Answer with a bare number: the count of lines in the data below that contain the word "target".

[[ PROVIDED RECORDS open ]]

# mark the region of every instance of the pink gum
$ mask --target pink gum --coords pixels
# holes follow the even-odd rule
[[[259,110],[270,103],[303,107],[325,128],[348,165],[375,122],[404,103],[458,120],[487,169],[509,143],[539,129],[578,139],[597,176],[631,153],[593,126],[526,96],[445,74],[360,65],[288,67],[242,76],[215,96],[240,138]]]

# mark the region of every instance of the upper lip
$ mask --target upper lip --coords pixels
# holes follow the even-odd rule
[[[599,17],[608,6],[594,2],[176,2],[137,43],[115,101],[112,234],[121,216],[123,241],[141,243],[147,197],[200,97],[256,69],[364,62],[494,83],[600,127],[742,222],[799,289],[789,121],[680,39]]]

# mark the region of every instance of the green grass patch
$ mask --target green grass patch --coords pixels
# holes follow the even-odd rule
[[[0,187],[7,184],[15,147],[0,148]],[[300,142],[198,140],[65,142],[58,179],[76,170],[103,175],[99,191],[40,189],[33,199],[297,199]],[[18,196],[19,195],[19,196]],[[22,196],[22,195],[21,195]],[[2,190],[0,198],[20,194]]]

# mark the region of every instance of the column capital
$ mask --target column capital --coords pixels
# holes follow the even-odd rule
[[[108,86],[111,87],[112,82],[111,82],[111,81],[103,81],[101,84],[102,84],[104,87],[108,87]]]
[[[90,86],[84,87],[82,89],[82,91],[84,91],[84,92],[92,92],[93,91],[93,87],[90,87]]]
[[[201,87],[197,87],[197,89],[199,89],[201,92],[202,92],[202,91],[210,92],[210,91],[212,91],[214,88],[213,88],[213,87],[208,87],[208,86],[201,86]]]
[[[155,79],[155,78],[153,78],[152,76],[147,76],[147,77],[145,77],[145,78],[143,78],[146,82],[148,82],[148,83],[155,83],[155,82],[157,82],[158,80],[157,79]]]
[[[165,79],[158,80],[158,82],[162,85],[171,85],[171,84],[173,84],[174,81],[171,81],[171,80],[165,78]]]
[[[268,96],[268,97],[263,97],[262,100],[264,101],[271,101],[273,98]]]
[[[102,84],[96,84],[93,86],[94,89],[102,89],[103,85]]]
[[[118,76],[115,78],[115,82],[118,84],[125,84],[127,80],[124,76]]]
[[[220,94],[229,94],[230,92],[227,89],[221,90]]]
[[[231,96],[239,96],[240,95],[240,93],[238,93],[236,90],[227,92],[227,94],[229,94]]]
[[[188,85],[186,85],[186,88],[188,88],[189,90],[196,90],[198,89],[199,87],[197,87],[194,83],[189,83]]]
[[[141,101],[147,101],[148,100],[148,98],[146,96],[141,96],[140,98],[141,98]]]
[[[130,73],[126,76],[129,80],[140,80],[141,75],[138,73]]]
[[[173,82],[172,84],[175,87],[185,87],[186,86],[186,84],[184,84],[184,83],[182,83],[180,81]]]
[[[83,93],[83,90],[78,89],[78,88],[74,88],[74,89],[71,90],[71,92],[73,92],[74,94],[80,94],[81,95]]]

[[ PROVIDED RECORDS closed ]]

EXPECTED ANSWER — 4